** BEGIN SOURCE TEXT **

Answer:
When the enthalpy of this overall chemical equation is calculated, the enthalpy of the second intermediate equation is halved and the sign on it reversed, to obtain the required enthalpy of overall reaction.
ΔH(overall) = -178.3 kJ
Explanation:
First intermediate equation
Ca (s) + CO₂ (g) + ½O₂ (g) → CaCO₃ (s) ΔH₁ = -812.8 kJ
Second intermediate equation
2Ca (s) + O₂ (g) → 2CaO (s) ΔH₂ = -1269 kJ
Overall Equation
CaO (s) + CO₂ (g) → CaCO₃ (s) ΔH = ?
When the enthalpy for the overall equation is to be calculated, the intermediate reactions are summed up (this is according to Hess' Law and Bon Haber cycle),
But the sum of the intermediate reactions for this case would not give the overall reaction.
But
(Intermediate reaction 1) + ½(- Intermediate reaction 2) = (Overall reaction)
Intermediate reaction 1
Ca (s) + CO₂ (g) + ½O₂ (g) → CaCO₃ (s) ΔH₁ = -812.8 kJ
½(Intermediate reaction 2)
½[2Ca (s) + O₂ (g) → 2CaO (s) ΔH₂ = -1269 kJ]
= Ca (s) + ½O₂ (g) → CaO (s) ΔH₂' = ½ × -1269 kJ = -634.5 kJ
-½(Intermediate reaction 2)

** END SOURCE TEXT **

PROBLEMS:
1 – Reproduce the part of the Hess's law solution that begins at the words "When the enthalpy for" and stops after "2) = (Overall reaction)".
2 – In the Hess's law solution, what value is given for the enthalpy of the overall reaction?
3 – Decide whether each statement agrees with the Hess's law solution, and back each verdict with the deciding words quoted from it. (a) The sum of the two intermediate reactions directly gives the overall reaction. (b) The first intermediate equation has an enthalpy change of -812.8 kJ. (c) Halving the second intermediate reaction gives an enthalpy change of -634.5 kJ.

** BEGIN ENTRIES PROVIDED **

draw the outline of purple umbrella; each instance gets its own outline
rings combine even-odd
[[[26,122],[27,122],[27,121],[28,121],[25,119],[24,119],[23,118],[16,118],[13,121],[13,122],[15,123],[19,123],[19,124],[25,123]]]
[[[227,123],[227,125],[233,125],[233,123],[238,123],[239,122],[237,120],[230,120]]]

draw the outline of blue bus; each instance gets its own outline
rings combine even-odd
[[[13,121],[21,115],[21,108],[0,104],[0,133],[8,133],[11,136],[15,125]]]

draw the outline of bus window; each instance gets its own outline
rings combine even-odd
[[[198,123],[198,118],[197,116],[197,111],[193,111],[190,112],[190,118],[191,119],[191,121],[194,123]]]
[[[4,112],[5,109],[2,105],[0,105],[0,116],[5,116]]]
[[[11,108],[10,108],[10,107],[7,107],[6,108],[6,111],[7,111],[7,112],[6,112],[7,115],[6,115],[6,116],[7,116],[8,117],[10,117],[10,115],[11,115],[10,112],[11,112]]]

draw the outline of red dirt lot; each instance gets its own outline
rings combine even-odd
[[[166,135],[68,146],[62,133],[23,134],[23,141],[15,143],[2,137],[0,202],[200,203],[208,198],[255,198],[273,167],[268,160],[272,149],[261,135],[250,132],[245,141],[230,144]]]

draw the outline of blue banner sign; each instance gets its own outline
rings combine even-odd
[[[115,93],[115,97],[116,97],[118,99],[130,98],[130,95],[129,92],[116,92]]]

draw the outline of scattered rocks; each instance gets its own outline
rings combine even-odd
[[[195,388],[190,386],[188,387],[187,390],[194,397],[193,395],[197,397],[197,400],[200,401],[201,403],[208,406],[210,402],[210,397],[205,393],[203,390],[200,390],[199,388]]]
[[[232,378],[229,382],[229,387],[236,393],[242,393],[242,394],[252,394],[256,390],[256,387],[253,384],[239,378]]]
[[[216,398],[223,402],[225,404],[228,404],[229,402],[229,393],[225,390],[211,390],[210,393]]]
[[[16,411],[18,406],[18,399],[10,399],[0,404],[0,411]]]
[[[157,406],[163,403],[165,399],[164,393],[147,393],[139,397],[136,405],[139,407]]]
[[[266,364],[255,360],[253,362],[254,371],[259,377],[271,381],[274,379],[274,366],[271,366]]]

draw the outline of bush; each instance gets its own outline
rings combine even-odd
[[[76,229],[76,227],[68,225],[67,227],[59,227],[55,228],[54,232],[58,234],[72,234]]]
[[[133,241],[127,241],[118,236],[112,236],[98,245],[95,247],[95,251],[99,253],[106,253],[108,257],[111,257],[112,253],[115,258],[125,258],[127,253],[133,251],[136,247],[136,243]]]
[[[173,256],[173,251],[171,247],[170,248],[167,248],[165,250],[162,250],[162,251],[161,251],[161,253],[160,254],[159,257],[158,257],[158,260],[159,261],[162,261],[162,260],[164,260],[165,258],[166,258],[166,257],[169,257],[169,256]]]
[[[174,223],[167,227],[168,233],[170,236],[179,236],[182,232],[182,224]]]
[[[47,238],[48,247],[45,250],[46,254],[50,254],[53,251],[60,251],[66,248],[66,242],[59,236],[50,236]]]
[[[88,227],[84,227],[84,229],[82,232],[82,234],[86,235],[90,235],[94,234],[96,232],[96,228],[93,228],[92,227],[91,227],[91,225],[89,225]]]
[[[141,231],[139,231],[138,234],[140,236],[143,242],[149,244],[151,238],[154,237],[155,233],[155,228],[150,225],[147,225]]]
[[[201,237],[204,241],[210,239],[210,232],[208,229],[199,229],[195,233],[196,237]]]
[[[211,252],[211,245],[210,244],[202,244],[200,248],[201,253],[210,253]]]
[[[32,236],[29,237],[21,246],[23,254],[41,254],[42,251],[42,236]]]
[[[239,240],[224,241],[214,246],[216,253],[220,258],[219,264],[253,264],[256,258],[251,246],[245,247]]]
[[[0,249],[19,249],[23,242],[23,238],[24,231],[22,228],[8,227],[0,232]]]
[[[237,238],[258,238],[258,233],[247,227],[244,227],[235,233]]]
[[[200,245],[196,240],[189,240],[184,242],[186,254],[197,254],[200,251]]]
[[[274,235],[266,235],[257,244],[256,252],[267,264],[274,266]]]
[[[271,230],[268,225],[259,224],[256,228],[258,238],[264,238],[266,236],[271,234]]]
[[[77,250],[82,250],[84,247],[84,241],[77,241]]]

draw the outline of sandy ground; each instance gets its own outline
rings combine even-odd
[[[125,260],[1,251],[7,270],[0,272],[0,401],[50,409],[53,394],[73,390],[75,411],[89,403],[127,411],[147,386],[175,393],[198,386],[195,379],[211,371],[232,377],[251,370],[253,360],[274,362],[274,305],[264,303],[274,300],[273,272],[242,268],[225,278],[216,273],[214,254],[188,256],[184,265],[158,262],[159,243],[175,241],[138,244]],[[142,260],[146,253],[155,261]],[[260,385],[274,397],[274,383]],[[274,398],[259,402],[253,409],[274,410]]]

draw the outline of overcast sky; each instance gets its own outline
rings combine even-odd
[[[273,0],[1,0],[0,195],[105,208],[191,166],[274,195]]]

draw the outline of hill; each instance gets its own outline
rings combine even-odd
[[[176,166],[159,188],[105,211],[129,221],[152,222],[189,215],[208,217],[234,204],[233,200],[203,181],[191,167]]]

** END ENTRIES PROVIDED **
** BEGIN ENTRIES PROVIDED **

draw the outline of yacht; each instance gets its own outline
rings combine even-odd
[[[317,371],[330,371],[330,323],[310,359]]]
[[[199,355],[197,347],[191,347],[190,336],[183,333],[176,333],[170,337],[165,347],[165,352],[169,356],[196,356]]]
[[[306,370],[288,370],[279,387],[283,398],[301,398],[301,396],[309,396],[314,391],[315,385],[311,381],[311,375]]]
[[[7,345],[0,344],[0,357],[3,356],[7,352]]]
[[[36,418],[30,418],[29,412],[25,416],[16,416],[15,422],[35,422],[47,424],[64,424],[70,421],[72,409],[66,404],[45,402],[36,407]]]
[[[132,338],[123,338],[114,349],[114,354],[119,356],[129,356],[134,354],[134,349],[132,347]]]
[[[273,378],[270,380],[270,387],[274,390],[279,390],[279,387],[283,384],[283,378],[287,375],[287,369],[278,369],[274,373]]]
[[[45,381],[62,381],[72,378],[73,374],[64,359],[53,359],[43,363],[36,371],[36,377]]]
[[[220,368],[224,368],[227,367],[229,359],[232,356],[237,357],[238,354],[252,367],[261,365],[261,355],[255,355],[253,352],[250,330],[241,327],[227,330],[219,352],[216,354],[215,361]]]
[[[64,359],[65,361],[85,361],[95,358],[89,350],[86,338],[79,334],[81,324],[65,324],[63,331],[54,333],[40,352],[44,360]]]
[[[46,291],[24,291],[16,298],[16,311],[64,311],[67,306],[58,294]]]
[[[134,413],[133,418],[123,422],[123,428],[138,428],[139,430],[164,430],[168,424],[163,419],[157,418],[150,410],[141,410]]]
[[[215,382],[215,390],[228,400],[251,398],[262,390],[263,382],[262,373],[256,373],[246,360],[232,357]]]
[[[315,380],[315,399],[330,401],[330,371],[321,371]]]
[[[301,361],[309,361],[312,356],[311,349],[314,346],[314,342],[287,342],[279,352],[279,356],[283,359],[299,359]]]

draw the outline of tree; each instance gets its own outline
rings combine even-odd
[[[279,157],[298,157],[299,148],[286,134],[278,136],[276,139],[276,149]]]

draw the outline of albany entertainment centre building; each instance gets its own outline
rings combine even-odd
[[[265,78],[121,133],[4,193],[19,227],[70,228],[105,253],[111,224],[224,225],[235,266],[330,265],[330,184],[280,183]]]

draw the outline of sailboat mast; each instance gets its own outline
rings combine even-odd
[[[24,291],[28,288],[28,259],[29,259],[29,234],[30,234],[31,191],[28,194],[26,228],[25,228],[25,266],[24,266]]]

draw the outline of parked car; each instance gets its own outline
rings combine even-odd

** END ENTRIES PROVIDED **
** BEGIN ENTRIES PROVIDED **

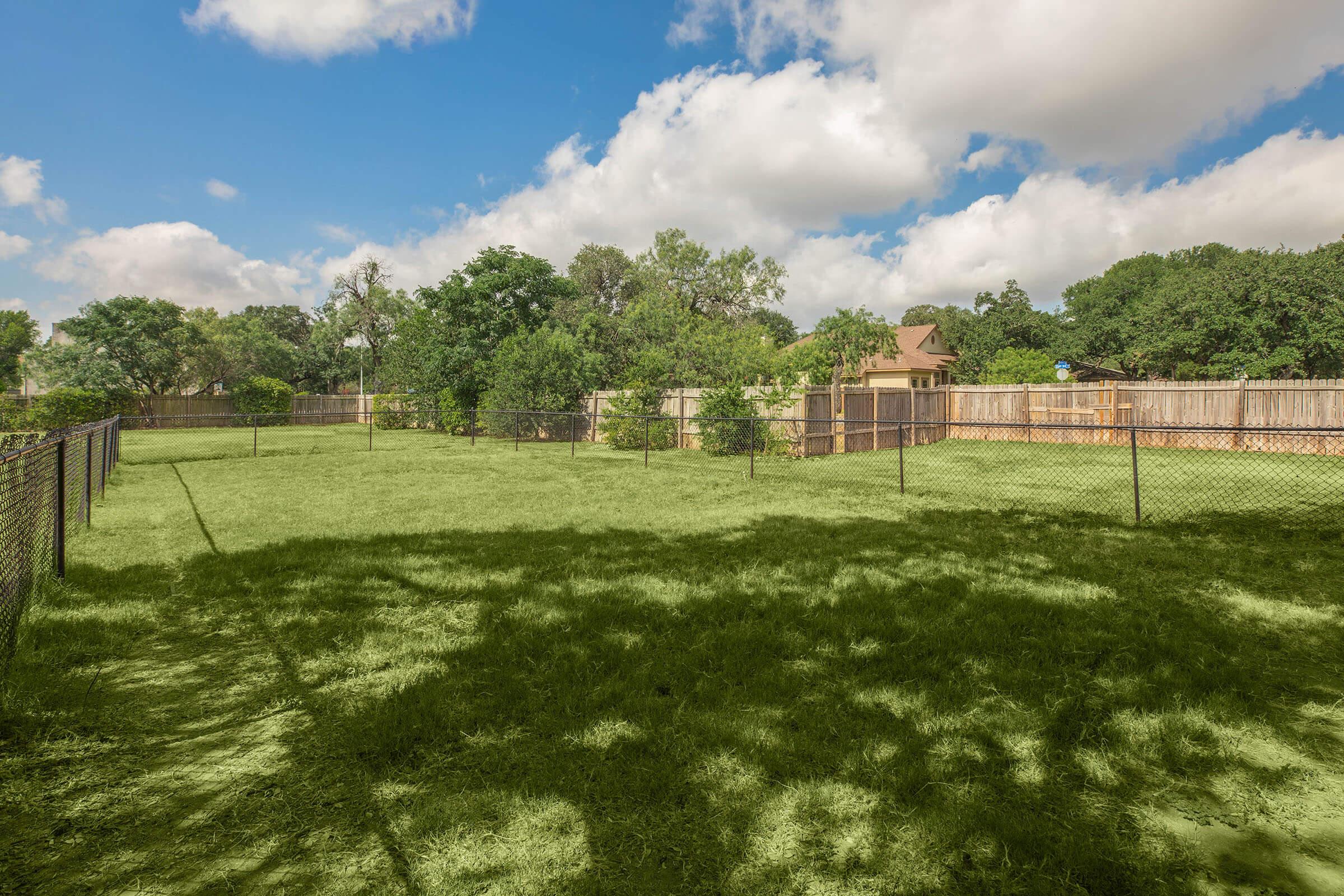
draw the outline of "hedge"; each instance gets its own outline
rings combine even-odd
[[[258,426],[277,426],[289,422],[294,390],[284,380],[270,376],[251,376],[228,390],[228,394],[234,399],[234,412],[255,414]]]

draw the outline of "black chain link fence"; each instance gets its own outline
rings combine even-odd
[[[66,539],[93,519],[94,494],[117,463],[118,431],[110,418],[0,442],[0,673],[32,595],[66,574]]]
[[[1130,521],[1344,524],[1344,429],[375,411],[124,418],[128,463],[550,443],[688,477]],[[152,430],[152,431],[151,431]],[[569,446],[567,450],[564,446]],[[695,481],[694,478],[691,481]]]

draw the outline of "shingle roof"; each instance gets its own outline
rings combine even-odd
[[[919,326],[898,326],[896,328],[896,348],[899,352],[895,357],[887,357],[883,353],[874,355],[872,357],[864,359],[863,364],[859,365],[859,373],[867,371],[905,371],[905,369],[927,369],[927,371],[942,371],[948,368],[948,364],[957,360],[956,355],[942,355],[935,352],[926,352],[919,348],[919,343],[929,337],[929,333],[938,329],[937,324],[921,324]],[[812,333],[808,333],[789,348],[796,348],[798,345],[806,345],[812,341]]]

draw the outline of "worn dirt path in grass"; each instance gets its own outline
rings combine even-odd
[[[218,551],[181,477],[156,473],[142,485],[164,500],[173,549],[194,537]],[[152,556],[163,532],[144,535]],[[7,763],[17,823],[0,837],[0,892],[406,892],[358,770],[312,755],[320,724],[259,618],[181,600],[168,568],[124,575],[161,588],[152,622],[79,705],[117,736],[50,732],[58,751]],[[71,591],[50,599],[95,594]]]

** END ENTRIES PROVIDED **

EXERCISE RESULTS:
1 –
When the enthalpy for the overall equation is to be calculated, the intermediate reactions are summed up (this is according to Hess' Law and Bon Haber cycle),
But the sum of the intermediate reactions for this case would not give the overall reaction.
But
(Intermediate reaction 1) + ½(- Intermediate reaction 2) = (Overall reaction)

2 – -178.3 kJ

3 –
(a) No: "But the sum of the intermediate reactions for this case would not give the overall reaction."
(b) Yes: "ΔH₁ = -812.8 kJ"
(c) Yes: "ΔH₂' = ½ × -1269 kJ = -634.5 kJ"